• _Short exercise_: Please copy the lines of the records below, beginning with the line that contains "[find] the tree trunk" and continuing through the end of the records.

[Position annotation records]
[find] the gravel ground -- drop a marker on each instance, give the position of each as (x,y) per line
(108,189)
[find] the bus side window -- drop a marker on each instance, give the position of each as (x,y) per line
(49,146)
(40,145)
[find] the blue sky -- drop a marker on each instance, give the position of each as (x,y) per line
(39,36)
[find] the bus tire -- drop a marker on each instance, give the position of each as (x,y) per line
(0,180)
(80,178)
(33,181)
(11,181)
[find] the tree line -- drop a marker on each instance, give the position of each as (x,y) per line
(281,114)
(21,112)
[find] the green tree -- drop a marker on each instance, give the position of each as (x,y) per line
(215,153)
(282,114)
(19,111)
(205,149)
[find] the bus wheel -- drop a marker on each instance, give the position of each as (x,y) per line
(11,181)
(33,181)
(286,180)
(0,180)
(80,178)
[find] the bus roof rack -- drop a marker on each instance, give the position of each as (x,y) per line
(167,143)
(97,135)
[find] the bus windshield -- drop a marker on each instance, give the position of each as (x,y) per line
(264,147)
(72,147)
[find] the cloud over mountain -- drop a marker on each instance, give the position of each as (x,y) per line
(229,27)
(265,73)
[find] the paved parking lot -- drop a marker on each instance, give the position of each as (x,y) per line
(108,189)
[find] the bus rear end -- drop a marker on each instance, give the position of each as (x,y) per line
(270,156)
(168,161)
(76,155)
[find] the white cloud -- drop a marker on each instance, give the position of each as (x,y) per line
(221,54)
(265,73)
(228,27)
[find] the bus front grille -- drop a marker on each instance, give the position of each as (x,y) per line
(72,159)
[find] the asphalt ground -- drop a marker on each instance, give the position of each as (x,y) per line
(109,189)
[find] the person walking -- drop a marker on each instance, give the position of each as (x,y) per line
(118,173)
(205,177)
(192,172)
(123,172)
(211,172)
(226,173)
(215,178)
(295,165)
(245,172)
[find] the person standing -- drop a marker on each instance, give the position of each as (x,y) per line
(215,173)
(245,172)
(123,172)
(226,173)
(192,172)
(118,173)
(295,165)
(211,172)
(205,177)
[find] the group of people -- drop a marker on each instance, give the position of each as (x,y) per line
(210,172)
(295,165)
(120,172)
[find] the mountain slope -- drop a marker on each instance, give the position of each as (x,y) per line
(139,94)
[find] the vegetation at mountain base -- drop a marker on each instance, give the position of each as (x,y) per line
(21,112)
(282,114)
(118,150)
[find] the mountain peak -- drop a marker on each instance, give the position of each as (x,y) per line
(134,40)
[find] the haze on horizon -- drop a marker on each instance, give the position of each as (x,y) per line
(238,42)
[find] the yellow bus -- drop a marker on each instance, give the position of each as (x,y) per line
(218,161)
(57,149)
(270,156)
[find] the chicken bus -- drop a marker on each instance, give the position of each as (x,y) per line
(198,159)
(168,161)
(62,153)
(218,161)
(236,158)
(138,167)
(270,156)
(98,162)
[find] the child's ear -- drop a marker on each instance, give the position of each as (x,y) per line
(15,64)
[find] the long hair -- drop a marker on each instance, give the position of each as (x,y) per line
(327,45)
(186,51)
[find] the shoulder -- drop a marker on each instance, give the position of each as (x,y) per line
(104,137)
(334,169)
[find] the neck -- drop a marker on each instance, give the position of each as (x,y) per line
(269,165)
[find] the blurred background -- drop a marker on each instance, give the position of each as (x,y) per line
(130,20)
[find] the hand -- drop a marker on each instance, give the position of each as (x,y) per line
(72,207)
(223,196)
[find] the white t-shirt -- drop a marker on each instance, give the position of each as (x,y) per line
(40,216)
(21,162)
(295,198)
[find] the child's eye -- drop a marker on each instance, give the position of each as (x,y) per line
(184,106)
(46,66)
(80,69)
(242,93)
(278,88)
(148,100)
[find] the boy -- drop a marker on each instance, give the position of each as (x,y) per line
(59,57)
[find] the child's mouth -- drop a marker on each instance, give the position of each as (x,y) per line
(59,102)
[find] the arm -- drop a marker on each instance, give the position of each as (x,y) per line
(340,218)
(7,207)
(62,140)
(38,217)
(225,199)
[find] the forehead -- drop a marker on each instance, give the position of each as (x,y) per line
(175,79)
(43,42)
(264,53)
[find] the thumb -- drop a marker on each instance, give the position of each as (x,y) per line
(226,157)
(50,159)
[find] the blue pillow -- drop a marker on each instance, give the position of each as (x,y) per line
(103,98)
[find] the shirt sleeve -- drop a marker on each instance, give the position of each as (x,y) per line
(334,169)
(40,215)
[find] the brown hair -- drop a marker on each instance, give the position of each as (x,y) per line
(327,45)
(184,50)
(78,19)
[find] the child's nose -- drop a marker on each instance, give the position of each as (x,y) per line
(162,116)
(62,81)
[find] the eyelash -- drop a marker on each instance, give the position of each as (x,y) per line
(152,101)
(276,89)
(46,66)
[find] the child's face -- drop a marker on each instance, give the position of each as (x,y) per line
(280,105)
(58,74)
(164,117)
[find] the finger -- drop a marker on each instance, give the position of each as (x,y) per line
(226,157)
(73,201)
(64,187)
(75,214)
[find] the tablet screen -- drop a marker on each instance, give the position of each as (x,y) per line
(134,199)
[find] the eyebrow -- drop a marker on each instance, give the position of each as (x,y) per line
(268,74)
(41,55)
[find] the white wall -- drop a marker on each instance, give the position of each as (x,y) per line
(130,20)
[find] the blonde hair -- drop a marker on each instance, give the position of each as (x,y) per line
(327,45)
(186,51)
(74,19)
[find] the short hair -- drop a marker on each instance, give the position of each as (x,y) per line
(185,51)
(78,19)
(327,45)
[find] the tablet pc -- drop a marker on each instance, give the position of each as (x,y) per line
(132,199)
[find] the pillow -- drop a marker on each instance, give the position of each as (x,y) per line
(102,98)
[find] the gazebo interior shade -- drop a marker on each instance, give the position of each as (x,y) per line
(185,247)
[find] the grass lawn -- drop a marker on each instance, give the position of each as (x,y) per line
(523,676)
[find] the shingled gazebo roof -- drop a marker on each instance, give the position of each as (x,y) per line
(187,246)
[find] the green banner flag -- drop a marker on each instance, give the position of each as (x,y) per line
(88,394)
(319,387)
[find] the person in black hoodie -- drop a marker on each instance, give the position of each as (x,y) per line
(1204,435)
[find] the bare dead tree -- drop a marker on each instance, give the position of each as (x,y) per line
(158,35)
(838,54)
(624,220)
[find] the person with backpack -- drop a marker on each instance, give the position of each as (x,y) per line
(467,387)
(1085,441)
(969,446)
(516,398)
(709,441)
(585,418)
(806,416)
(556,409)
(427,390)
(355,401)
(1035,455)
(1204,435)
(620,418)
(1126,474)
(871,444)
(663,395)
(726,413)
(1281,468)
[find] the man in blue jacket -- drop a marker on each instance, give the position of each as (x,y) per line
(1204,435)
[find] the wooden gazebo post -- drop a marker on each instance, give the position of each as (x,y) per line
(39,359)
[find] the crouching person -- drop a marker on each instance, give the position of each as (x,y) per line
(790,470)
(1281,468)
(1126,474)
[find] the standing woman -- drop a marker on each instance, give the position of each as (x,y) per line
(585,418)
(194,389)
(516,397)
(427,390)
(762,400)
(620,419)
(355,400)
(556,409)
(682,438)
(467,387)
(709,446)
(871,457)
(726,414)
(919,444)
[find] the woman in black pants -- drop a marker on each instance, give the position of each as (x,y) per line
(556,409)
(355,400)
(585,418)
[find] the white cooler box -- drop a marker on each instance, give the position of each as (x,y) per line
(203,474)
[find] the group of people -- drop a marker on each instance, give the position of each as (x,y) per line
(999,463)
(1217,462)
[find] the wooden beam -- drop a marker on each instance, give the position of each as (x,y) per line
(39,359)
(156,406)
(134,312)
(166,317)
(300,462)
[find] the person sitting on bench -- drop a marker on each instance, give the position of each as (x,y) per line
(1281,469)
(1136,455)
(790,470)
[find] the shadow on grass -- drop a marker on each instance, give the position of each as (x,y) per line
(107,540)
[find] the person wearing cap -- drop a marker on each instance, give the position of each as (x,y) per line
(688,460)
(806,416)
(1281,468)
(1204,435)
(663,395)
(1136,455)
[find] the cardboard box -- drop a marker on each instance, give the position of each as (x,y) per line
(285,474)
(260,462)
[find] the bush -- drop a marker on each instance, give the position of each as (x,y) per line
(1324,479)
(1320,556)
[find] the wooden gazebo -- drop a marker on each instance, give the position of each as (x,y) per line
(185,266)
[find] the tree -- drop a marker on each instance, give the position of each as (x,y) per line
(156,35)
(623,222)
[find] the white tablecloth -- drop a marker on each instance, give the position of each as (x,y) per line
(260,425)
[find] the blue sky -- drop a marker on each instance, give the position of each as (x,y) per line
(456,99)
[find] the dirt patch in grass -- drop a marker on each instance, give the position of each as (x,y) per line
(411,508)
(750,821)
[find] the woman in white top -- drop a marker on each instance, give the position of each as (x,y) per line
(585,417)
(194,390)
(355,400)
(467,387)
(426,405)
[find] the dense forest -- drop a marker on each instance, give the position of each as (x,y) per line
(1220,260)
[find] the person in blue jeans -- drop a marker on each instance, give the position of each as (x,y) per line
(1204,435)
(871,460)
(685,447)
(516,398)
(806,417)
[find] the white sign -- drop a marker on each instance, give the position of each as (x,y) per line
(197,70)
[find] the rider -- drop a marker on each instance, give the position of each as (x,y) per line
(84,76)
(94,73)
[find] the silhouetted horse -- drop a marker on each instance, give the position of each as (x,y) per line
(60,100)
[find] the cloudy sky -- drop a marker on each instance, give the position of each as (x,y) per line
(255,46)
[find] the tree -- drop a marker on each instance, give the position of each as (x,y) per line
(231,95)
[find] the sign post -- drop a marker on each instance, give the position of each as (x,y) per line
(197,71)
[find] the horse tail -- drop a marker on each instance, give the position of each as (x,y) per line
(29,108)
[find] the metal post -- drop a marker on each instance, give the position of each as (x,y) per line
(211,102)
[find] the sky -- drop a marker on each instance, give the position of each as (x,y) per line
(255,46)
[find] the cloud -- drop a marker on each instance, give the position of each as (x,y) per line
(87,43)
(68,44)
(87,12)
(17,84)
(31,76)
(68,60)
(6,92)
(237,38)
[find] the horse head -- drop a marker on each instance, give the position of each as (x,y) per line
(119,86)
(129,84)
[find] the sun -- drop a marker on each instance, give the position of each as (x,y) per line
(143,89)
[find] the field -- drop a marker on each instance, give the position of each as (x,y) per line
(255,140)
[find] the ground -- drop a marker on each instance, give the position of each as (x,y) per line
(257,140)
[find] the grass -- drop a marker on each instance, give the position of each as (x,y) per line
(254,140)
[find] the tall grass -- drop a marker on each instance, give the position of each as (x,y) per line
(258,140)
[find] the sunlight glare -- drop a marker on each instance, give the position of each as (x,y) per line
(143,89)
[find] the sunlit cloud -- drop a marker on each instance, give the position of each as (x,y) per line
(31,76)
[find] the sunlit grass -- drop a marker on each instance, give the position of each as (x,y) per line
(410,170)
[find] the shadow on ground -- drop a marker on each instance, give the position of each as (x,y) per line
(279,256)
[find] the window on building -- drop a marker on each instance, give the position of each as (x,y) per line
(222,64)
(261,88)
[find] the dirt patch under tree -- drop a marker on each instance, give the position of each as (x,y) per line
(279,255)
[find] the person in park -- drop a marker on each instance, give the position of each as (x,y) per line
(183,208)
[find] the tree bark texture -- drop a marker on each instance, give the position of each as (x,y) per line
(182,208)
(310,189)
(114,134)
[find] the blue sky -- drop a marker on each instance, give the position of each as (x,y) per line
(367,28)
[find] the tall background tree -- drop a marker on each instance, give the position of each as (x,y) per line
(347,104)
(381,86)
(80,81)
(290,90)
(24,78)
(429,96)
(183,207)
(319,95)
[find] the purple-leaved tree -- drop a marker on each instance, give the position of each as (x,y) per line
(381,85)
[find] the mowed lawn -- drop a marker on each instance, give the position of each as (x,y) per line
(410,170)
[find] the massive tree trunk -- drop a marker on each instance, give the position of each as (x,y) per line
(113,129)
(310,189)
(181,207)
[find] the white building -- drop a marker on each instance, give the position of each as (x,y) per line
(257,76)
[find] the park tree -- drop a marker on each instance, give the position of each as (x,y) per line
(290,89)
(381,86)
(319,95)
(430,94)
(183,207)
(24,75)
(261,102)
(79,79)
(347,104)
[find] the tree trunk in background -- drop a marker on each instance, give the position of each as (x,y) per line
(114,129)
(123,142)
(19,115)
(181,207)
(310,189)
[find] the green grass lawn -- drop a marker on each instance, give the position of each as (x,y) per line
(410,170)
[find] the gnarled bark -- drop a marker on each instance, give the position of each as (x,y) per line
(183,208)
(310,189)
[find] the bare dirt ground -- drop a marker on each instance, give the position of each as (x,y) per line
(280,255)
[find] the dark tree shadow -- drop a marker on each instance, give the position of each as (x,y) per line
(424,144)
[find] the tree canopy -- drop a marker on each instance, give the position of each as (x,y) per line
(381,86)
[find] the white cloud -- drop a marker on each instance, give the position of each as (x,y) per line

• _Exercise solution_:
[find] the tree trunk in background -- drop a marker on each instance, give the position of each as (x,y) per line
(114,129)
(123,142)
(19,115)
(181,207)
(310,189)
[find] the green grass lawn -- drop a marker on each instance, give the position of each as (x,y) per line
(410,170)
[find] the gnarled bark -- drop a marker on each instance, give the position of each as (x,y) per line
(183,208)
(310,189)
[find] the bare dirt ground -- drop a marker on each instance, give the position of each as (x,y) per line
(280,255)
[find] the dark tree shadow -- drop a marker on each instance, give the position of each as (x,y) per line
(424,144)
[find] the tree canopy -- drop a marker on each instance, give the position of each as (x,y) per line
(381,86)
[find] the white cloud -- drop a marker on each instance, give the position of each as (x,y) per line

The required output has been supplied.